Point annotations for photographs:
■ ■ ■
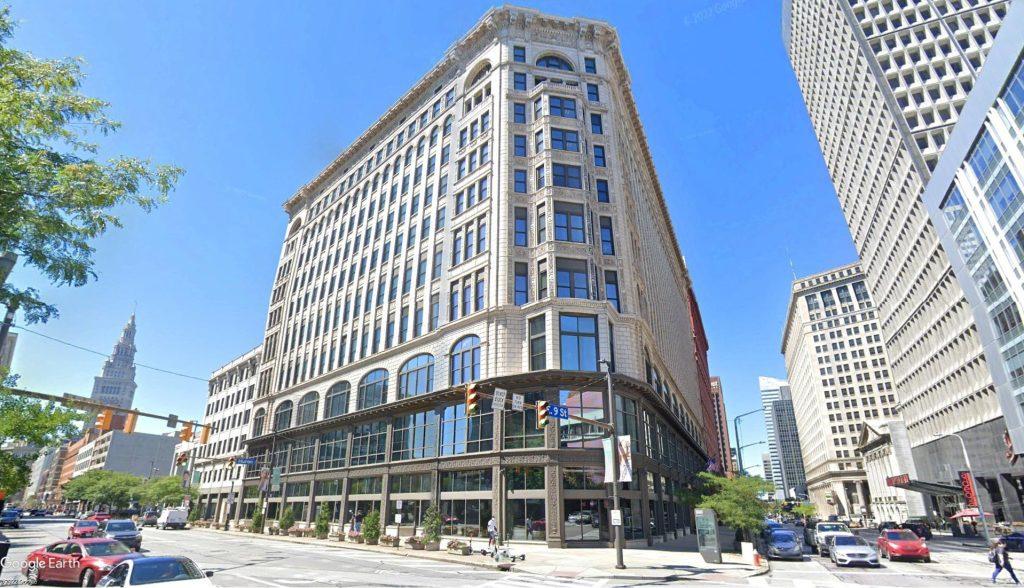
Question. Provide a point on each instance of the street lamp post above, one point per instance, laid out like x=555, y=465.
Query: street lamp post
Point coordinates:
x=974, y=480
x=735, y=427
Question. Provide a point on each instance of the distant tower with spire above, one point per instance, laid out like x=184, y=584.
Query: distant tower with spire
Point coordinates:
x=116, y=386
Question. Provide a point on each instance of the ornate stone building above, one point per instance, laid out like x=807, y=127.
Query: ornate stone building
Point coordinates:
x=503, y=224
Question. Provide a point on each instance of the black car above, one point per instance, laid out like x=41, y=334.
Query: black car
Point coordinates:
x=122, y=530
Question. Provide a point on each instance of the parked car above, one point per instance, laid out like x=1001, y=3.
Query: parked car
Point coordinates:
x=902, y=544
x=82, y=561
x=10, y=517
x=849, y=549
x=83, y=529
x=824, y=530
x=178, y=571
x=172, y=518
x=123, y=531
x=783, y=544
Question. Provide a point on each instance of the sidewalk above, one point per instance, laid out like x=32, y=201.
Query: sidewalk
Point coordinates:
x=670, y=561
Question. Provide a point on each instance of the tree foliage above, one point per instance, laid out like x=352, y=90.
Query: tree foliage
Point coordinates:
■ ■ ■
Give every line of the listing above as a JSON list of strings, one string per line, with blank lines dropped and the pictures left out.

[
  "Question. Provide a point on each instance of the street lamp post above, one point per instance, laid out like x=555, y=465.",
  "Query: street lamp post",
  "Point coordinates:",
  "x=974, y=480",
  "x=735, y=427",
  "Question. Provide a point on each instance of the distant tower with spire above, one point per instance, laid out like x=184, y=584.",
  "Query: distant tower with spire",
  "Point coordinates:",
  "x=116, y=386",
  "Question. Provide a point on each instance of the ornate stone building above, one point per instance, laid out like x=807, y=127.",
  "Query: ornate stone building",
  "Point coordinates:",
  "x=503, y=224",
  "Question. Provide a point on each instance of the black car above, one point per instance, laid out like x=41, y=334.",
  "Query: black car",
  "Point coordinates:",
  "x=122, y=530",
  "Question. Provide a point on each instance of the parked car above, one point per instance, laid out like x=1001, y=3.",
  "Query: parked car",
  "Point coordinates:",
  "x=902, y=544",
  "x=82, y=561",
  "x=10, y=517",
  "x=849, y=549",
  "x=83, y=529",
  "x=824, y=530",
  "x=178, y=571",
  "x=172, y=518",
  "x=123, y=531",
  "x=783, y=544",
  "Question. Provide a point on each instance of the sidewalk above, one point per instance, laid out like x=32, y=201.",
  "Query: sidewalk",
  "Point coordinates:",
  "x=670, y=561",
  "Question. Provide a point on each instance of the tree foliage above, one point per instance, laid out like x=352, y=90.",
  "Query: tree foliage",
  "Point coordinates:"
]